▶ _Teks Kutipan_:
+===+

TIMES MALANG, YOGYAKARTA – Nowadays, gencar diberitakan bahwa Indonesia masuk dalam peringkat ke-3 Fatherless country yang menyebabkan selaksa orang bertanya mengapa hal tersebut bisa sampai terjadi. Pastinya tidak lepas dari peran budaya dan juga sosial, sehingganya kita akan mengulas bagaimana fatherless dalam kacamata psikologi sosial menggunakan beberapa teori yaitu teori hubungan interpersonal, pengaruh sosial, konsep diri dan agresi.
Fatherless adalah ketiadaan peran atau figure seorang ayah baik secara fisik, psikologis dan emosional dalam kehidupan seorang anak (Dasalinda & Karneli, 2021). Ketiadaan figur seorang ayah dalam suatu keluarga bisa dipicu dari beberapa hal seperti kematian, perceraian, masalah kesehatan, atau pekerjaan ayah yang jauh dari keluarga.
Indonesia dinobatkan sebagai negara tanpa peran ayah terbanyak ke-3 dari beberapa negara lainnya seperti yang disampaikan oleh Menteri Sosial Indonesia yaitu Khofifah Indar Parawansa (Sobari, 2022).
Sebagai negara yang menyandang predikat ke-3 fatherles country, ketiadaan peran ayah banyak ditemukan dalam kegiatan atau pola pengasuhan anak di dalam keluarga. Bukan semata-mata ayah tersebut telah tiada, melainkan kehadirannya tidak membawa peran yang semestinya. Absensi peran tersebut jelas menjadikan seorang anak haus akan kasih sayang dan perhatian dari figure seorang ayah dan dalam hal ini disebut sebagai Father Hunger.

+===+

▶ _Petunjuk Tugas_:
Cetak ulang seluruh teks tentang fatherless di atas tanpa mengubah satu kata pun.

▶ _Baris Data_:
+===+

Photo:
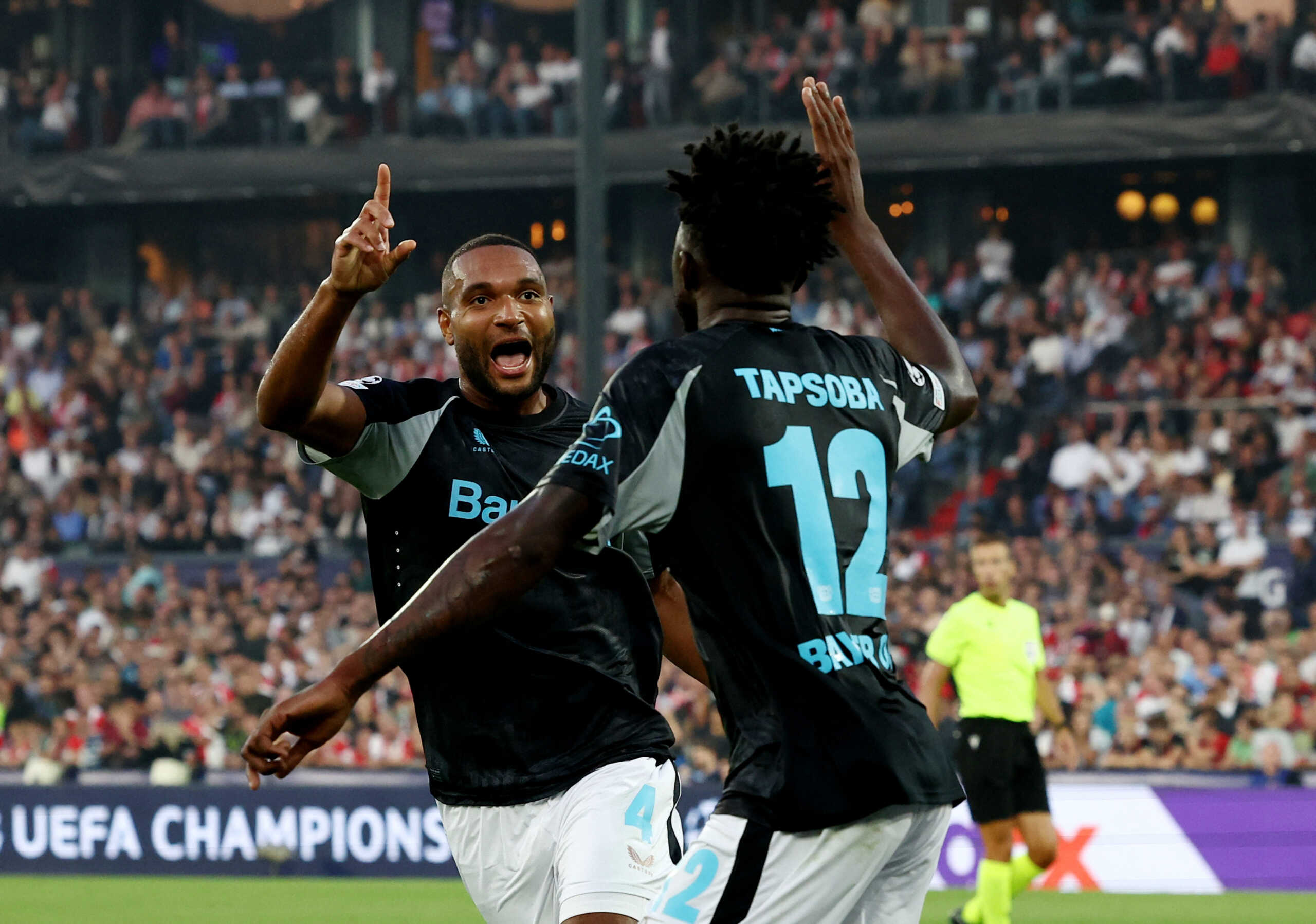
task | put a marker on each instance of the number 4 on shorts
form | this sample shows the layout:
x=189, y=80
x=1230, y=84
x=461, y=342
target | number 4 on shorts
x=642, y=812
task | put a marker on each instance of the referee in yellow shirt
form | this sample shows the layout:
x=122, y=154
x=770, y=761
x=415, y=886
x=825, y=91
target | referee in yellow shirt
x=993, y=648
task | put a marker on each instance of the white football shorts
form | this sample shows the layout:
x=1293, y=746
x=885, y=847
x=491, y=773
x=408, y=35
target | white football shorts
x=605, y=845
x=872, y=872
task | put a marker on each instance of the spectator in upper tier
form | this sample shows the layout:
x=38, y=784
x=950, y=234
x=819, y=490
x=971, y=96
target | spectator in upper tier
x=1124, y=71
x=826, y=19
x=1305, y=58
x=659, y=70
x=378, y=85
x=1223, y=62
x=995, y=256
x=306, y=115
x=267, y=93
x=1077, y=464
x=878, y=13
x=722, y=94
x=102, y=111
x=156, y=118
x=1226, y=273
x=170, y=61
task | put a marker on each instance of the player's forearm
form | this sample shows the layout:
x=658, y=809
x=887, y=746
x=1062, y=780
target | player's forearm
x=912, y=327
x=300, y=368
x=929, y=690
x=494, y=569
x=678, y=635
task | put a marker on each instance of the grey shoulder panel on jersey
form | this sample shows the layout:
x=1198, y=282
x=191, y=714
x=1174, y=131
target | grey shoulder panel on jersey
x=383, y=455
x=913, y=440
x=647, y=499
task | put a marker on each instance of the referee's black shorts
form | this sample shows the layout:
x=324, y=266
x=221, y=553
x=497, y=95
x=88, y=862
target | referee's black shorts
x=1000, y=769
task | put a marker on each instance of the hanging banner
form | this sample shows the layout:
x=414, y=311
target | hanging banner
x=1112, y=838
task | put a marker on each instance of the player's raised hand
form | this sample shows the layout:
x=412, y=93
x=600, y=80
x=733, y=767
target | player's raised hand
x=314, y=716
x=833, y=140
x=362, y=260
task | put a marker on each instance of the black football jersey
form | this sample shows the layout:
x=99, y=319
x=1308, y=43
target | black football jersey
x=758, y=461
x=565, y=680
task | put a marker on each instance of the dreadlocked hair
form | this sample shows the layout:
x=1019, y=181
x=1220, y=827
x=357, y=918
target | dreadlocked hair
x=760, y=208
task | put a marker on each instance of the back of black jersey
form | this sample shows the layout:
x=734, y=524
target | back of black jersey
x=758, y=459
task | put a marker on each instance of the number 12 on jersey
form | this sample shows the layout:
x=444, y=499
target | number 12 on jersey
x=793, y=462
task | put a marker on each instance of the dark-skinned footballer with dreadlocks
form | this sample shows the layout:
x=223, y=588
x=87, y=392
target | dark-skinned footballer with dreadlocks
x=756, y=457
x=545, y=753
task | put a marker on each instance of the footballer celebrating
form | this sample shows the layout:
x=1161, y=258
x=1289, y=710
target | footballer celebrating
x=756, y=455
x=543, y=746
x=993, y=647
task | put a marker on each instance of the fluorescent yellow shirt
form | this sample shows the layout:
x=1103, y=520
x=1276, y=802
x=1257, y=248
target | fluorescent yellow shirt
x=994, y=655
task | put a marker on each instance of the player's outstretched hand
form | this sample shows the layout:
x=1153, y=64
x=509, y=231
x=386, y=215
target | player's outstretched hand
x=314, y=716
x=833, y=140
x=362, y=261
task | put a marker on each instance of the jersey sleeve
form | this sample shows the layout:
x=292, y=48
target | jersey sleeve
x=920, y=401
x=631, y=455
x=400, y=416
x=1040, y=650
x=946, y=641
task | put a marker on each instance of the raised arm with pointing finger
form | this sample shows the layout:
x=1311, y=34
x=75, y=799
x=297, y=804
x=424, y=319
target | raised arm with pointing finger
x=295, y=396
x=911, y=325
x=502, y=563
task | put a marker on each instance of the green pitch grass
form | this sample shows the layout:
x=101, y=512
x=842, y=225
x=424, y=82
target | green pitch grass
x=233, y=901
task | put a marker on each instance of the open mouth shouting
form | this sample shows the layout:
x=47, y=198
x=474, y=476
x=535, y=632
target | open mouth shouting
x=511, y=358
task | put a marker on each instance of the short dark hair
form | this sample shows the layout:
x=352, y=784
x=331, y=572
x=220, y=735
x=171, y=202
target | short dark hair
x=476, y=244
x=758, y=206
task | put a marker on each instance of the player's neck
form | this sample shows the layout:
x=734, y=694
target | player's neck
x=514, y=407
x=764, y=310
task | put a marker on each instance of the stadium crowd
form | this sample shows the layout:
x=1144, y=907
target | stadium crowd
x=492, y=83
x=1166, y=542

+===+

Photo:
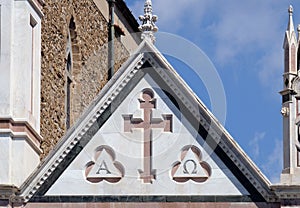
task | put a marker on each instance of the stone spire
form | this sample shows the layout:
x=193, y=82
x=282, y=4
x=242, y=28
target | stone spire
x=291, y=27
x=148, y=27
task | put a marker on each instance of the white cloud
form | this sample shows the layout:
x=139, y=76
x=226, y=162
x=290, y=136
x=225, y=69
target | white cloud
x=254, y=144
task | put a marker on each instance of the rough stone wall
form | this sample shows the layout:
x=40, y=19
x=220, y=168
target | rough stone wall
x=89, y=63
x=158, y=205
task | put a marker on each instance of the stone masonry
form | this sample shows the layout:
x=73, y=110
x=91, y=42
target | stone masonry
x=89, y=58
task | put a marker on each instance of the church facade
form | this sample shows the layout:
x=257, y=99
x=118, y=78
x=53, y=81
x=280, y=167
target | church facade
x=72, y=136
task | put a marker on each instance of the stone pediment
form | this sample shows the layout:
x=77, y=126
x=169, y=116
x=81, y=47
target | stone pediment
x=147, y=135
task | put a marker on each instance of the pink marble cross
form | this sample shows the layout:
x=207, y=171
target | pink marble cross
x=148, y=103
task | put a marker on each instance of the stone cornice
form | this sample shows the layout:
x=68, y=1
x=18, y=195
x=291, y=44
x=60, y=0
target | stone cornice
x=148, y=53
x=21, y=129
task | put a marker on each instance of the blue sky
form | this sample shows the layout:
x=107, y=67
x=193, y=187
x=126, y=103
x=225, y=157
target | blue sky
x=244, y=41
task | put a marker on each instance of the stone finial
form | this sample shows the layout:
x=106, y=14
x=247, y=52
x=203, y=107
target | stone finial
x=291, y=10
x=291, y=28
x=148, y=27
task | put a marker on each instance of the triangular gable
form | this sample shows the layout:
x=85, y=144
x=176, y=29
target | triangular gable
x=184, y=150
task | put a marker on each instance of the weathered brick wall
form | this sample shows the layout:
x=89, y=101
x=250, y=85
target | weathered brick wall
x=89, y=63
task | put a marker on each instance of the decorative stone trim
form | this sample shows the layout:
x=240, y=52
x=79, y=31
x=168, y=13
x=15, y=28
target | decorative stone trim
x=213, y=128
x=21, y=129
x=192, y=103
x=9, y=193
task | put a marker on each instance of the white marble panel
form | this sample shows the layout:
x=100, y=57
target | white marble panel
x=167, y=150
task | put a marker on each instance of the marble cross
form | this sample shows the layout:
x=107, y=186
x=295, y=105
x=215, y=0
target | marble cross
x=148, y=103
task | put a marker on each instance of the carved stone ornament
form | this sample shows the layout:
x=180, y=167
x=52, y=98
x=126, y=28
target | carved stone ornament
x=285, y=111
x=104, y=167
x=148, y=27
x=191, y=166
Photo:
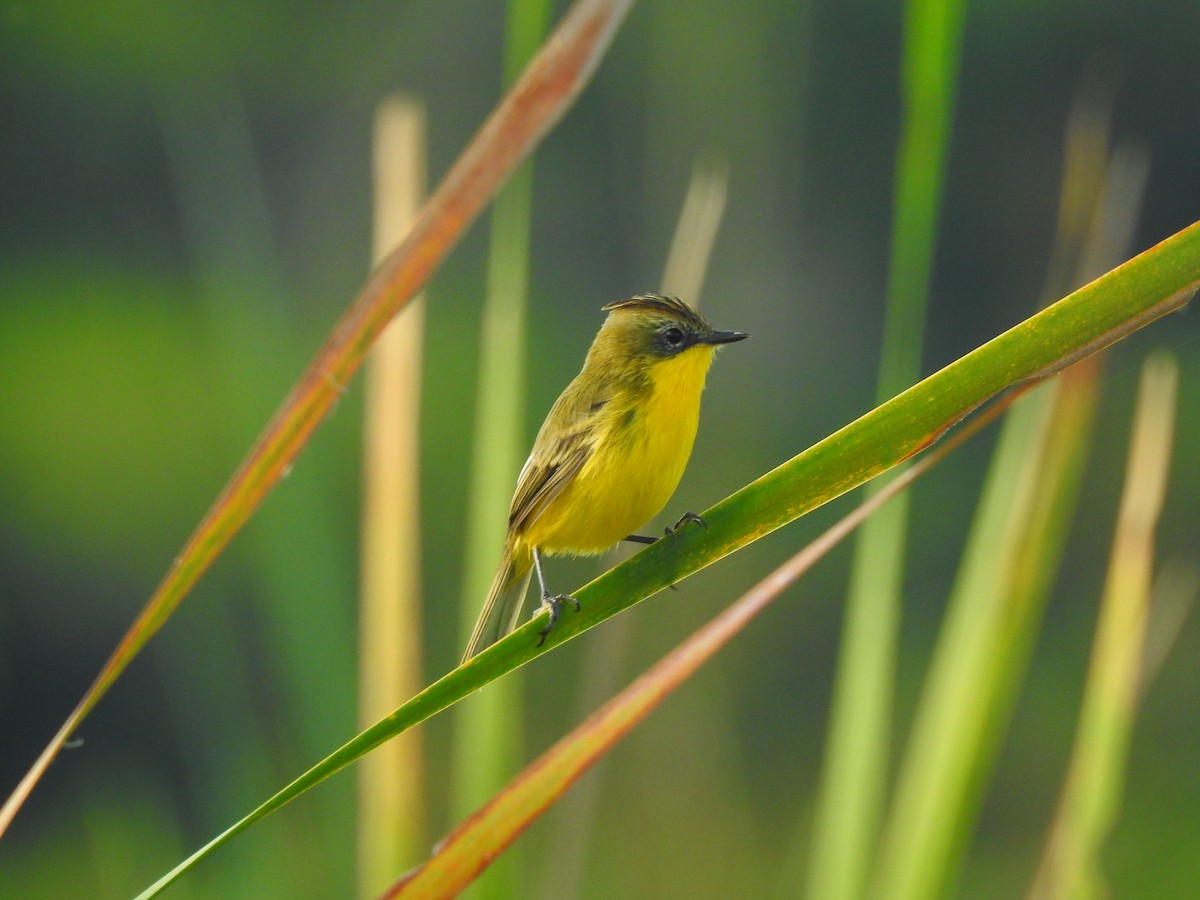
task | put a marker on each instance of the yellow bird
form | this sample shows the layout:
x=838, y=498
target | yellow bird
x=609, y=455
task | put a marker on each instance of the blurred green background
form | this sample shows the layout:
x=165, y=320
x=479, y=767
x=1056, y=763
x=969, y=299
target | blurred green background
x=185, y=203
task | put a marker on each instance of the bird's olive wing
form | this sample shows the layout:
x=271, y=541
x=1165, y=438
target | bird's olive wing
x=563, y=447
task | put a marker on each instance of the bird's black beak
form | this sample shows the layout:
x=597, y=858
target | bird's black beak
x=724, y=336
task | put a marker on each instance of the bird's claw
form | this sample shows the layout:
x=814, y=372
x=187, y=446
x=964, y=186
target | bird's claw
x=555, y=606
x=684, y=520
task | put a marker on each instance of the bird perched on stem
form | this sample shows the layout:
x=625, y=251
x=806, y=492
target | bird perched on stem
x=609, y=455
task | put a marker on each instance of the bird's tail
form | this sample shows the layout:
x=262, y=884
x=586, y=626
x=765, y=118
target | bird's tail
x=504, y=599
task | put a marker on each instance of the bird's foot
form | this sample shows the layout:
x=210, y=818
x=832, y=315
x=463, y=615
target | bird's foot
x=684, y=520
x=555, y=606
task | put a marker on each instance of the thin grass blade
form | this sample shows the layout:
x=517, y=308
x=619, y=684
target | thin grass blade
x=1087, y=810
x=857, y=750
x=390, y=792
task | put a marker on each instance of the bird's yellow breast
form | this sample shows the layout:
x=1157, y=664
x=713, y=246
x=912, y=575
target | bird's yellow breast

+===+

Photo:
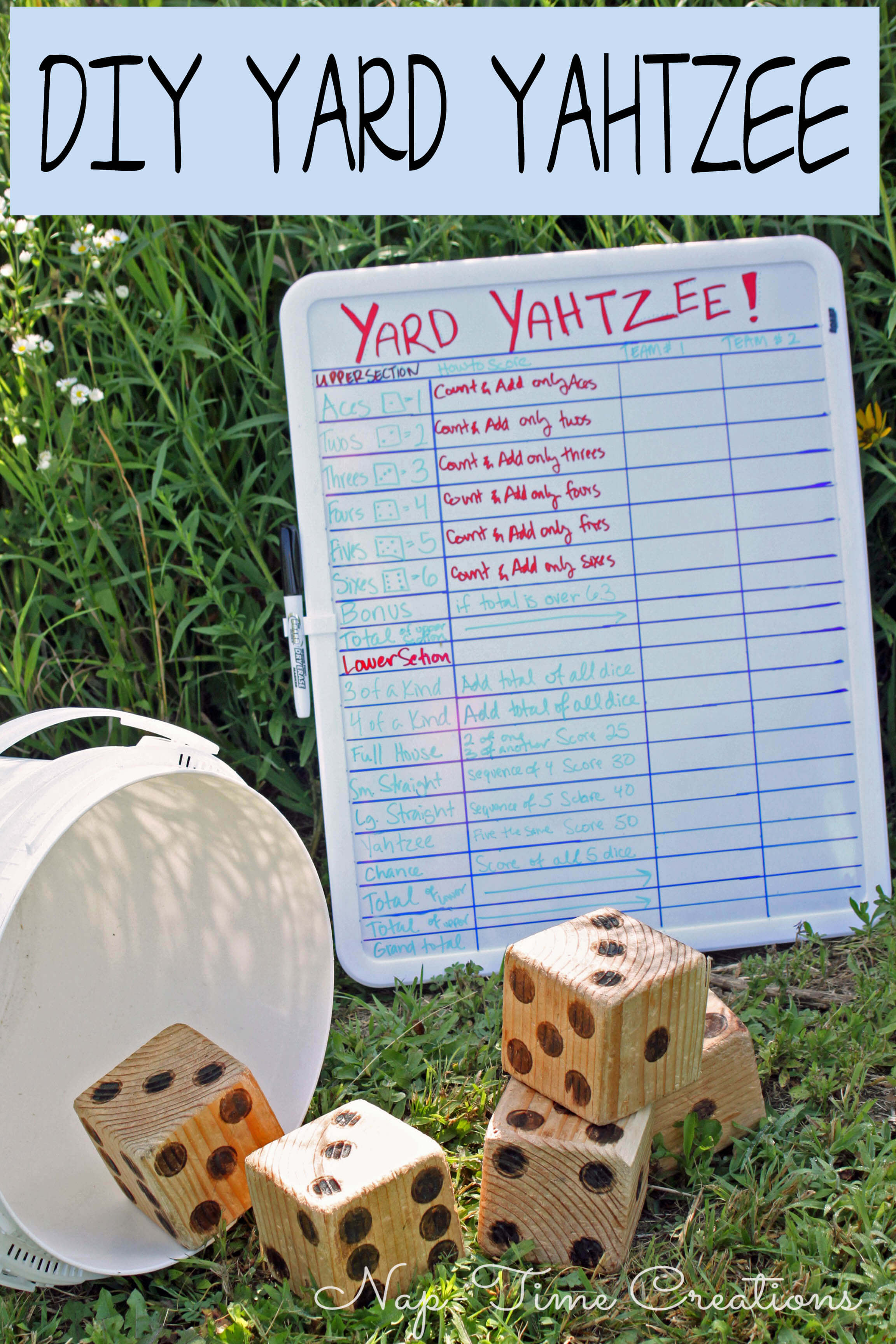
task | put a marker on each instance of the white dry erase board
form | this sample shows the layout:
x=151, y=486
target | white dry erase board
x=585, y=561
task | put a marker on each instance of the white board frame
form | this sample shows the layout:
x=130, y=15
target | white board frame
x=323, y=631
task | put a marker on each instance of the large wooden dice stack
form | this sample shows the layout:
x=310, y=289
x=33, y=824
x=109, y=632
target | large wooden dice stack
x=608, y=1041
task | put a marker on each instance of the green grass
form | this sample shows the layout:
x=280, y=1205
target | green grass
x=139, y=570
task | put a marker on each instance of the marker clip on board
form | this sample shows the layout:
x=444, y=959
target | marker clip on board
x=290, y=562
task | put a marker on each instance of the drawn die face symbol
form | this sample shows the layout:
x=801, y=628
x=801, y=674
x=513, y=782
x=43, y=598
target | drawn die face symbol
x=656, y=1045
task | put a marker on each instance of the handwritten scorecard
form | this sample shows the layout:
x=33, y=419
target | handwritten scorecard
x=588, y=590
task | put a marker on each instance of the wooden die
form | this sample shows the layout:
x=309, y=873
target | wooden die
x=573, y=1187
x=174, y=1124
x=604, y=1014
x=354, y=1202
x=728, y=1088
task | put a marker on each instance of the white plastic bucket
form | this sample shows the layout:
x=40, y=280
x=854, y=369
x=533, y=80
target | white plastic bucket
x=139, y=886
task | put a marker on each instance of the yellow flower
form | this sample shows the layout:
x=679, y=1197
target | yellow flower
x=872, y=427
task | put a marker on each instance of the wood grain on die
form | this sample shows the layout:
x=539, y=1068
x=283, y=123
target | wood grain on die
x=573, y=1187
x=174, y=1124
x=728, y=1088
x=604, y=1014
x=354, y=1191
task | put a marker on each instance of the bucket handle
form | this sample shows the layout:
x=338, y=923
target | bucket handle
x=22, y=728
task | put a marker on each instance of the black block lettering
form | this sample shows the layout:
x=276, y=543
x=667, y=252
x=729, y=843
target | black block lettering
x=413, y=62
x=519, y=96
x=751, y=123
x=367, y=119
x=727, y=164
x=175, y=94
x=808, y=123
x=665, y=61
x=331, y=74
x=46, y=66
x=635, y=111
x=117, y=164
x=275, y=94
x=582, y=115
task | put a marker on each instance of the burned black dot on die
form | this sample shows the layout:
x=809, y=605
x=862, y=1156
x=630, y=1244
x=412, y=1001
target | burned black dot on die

+===+

▶ _Hasil Pengerjaan_:
TIMES MALANG, YOGYAKARTA – Nowadays, gencar diberitakan bahwa Indonesia masuk dalam peringkat ke-3 Fatherless country yang menyebabkan selaksa orang bertanya mengapa hal tersebut bisa sampai terjadi. Pastinya tidak lepas dari peran budaya dan juga sosial, sehingganya kita akan mengulas bagaimana fatherless dalam kacamata psikologi sosial menggunakan beberapa teori yaitu teori hubungan interpersonal, pengaruh sosial, konsep diri dan agresi.
Fatherless adalah ketiadaan peran atau figure seorang ayah baik secara fisik, psikologis dan emosional dalam kehidupan seorang anak (Dasalinda & Karneli, 2021). Ketiadaan figur seorang ayah dalam suatu keluarga bisa dipicu dari beberapa hal seperti kematian, perceraian, masalah kesehatan, atau pekerjaan ayah yang jauh dari keluarga.
Indonesia dinobatkan sebagai negara tanpa peran ayah terbanyak ke-3 dari beberapa negara lainnya seperti yang disampaikan oleh Menteri Sosial Indonesia yaitu Khofifah Indar Parawansa (Sobari, 2022).
Sebagai negara yang menyandang predikat ke-3 fatherles country, ketiadaan peran ayah banyak ditemukan dalam kegiatan atau pola pengasuhan anak di dalam keluarga. Bukan semata-mata ayah tersebut telah tiada, melainkan kehadirannya tidak membawa peran yang semestinya. Absensi peran tersebut jelas menjadikan seorang anak haus akan kasih sayang dan perhatian dari figure seorang ayah dan dalam hal ini disebut sebagai Father Hunger.